━━━━━ Excerpt
News FAQ: Poisonous Primate
A primate has been discovered in the central-east highlands of Borneo. The Kayan Loris is a species of slow loris with a poisonous bite. Here are some of the questions people have about the discovery.
Aaahhh! Do these live under my bed?
Not to our knowledge.
This primate's poison comes from a gland on its arm. If we just shoot that gland off, it will no longer be poisonous, right?
Yes, but then you’ll have a very angry animal that can still defend itself by biting and clawing.
Just to be clear, I don’t have to worry about this unless I live in the central-east highlands of Borneo, correct?
Yes, this creature is native to —
Oh my God! I do live the central-east highlands of Borneo!
In that case, you have probably been living alongside it for quite some time, but should probably use some caution.
This seems a little shady. Is this primate cheating?
This animal’s natural toxins evolved over millennia. “Cheating” does not apply in this instance.
What if they stow away on a barge, or swim to the United States, or get student visas?
━━━━━━━━━━
### Exercise instructions:
Could you copy the news FAQ from "Not to our knowledge." to "biting and clawing.", replacing "gland" with "scent gland" each time it appears?
━━━━━ Dataset excerpts
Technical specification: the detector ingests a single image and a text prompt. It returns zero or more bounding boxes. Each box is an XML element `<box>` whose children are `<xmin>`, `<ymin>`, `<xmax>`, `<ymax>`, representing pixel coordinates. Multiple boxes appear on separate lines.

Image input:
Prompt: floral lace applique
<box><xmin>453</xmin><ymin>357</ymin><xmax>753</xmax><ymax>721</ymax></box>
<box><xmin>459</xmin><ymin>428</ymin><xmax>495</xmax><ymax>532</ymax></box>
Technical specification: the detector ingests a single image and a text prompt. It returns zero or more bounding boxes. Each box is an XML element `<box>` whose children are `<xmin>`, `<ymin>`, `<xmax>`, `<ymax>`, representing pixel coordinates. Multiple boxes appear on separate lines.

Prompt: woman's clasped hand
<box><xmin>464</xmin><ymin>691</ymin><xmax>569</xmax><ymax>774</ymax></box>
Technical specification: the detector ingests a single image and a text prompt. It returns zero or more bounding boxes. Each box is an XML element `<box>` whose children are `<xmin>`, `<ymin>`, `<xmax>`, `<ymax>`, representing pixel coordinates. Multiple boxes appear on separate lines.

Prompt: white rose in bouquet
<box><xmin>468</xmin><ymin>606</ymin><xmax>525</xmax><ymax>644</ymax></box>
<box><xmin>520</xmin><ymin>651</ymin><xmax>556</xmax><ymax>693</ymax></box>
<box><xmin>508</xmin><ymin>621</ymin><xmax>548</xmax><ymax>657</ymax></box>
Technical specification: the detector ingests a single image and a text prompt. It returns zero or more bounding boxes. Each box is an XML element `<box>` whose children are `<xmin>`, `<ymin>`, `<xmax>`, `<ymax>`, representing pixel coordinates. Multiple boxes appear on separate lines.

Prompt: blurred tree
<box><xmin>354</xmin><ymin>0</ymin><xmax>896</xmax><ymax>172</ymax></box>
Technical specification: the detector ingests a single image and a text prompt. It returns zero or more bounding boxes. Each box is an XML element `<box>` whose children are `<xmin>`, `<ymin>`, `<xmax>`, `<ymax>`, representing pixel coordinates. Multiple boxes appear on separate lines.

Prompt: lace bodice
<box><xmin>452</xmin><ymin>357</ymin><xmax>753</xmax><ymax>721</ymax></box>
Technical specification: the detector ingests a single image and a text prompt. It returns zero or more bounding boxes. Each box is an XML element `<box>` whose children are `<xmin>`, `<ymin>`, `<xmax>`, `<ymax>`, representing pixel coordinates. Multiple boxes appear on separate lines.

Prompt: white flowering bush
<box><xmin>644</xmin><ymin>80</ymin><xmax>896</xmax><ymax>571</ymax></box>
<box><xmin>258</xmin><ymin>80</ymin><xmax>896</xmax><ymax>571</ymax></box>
━━━━━━━━━━
### Response to this exercise:
Not to our knowledge.
This primate's poison comes from a scent gland on its arm. If we just shoot that scent gland off, it will no longer be poisonous, right?
Yes, but then you’ll have a very angry animal that can still defend itself by biting and clawing.